**TASK ITEM**
In the records below, locate the line containing "the gazebo steps", then extract it and all following lines exactly, ending with the last line.

**RECORDS FOR PROCESSING**
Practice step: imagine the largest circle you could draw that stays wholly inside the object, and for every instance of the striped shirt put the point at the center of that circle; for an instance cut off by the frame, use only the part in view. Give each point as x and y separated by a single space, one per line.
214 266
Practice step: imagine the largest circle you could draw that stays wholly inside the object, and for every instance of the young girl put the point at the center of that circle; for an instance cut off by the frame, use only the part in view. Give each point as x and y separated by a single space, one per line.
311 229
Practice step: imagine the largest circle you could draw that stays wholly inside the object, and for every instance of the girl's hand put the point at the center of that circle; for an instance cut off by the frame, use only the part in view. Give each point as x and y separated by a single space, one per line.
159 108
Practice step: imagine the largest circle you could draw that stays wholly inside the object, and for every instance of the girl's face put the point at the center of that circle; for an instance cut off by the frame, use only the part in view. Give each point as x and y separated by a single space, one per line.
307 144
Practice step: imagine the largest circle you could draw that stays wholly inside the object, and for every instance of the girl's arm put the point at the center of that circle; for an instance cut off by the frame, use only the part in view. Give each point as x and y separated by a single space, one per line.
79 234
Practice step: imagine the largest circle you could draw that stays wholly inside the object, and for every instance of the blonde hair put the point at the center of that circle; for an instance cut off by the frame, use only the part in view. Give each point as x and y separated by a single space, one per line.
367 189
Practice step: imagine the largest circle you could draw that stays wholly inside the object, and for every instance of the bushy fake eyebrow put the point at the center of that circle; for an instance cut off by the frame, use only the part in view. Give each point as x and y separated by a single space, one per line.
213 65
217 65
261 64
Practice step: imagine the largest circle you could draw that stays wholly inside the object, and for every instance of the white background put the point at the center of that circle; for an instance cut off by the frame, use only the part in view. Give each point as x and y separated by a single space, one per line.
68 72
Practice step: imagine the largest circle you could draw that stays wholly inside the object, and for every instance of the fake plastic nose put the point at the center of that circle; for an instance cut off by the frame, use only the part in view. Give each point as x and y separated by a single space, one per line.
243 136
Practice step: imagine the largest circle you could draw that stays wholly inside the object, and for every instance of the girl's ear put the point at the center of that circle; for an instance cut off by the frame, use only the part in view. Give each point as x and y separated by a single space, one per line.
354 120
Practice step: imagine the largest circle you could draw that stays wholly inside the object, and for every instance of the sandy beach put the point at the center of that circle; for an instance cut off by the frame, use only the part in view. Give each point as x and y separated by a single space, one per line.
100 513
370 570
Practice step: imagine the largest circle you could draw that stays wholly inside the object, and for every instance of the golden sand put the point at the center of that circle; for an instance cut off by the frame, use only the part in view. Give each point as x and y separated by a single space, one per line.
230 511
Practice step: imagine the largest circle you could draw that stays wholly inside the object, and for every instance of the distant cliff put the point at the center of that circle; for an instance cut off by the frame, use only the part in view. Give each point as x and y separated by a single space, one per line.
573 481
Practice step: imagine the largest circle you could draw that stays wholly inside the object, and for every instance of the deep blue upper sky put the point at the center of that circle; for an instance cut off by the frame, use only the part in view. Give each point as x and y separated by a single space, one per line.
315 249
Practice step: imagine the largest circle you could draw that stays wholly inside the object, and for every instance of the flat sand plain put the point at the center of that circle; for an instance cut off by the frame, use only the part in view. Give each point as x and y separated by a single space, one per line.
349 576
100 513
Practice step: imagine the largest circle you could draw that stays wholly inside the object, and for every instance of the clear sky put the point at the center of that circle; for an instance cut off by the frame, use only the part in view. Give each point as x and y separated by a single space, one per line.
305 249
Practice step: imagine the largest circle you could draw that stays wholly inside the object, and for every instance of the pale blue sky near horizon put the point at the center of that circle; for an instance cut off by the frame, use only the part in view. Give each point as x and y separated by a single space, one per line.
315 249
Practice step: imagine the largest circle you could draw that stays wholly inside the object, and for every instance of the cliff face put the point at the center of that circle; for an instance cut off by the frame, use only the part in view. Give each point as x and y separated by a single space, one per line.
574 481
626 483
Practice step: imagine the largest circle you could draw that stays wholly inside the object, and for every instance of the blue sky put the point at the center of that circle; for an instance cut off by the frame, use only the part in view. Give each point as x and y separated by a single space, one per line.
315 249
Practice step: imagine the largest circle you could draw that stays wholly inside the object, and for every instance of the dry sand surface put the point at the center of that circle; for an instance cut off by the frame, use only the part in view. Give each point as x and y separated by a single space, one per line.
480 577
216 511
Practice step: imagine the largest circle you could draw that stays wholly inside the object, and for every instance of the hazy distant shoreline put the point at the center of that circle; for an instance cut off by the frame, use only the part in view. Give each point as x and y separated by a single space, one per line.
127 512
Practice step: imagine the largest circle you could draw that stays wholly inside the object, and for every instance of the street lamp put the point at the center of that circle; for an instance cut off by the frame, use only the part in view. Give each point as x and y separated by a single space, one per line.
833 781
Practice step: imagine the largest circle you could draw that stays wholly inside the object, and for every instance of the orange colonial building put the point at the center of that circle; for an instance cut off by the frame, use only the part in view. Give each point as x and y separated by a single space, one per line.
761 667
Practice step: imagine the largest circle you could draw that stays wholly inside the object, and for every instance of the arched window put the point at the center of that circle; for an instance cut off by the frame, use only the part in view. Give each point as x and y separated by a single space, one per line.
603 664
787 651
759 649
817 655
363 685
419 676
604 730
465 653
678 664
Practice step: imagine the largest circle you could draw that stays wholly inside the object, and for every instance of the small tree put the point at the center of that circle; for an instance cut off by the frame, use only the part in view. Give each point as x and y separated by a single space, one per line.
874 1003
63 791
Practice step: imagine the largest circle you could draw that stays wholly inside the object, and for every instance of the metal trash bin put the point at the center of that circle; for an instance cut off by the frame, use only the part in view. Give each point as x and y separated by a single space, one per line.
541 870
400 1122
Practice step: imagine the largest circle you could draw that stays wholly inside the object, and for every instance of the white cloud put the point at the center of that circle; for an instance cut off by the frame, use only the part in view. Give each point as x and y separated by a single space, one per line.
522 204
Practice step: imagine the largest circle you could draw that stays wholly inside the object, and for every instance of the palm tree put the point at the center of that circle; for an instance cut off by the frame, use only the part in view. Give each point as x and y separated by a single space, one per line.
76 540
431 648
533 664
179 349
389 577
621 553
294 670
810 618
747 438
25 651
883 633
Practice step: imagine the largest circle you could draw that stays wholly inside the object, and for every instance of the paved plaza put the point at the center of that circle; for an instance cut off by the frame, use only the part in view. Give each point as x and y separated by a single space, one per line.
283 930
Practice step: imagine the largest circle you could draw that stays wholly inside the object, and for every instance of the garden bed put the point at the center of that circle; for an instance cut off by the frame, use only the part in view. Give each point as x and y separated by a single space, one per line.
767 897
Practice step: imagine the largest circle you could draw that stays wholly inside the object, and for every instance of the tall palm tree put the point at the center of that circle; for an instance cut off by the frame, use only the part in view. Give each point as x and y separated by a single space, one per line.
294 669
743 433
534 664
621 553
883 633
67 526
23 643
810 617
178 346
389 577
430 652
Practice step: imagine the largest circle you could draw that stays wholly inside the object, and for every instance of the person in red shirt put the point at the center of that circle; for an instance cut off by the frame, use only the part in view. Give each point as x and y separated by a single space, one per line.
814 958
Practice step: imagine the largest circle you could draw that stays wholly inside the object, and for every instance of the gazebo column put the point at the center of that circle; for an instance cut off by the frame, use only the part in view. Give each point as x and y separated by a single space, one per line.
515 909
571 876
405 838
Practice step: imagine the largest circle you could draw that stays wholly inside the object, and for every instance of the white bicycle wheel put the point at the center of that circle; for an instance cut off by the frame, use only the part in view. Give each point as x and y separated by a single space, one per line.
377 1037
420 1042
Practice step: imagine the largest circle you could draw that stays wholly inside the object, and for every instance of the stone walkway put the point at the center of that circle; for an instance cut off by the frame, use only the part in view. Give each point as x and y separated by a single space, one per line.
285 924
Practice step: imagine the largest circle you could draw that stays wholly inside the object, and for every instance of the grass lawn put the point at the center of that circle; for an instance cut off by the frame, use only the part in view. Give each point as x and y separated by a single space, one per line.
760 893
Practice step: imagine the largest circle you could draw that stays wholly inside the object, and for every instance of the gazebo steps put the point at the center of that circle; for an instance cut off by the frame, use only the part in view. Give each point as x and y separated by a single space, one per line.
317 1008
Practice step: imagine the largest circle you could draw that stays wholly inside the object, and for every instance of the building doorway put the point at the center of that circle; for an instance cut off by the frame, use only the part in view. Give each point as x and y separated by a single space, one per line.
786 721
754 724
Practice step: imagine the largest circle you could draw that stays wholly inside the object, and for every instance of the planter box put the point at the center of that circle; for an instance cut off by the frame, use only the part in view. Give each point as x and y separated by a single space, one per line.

**RESULT**
Practice step: imagine the largest circle you could draw that stays wholly inside the object, and for every instance of the gazebo steps put the point at the center of that circle; for an instance cut off by the frame, use only the part in view. Give each point as x and y separated by a single space, one per line.
317 1008
Practice step: imagine the largest circle you could draw that stays wholly inside the object, and for every instance of the building doorway put the point at the center of that circle; for an instance cut off by the frame, use only the part in view. Give each point as x and y separated by a single space, one per line.
786 721
754 724
Practice step: imagine the largest circle you could draw that stays wholly inside the object, and for every instance of the planter box put the point at the center of that circle; for an instance cut off by the frame, use only the part in view. Give each point as x and y separated by a single space, one per line.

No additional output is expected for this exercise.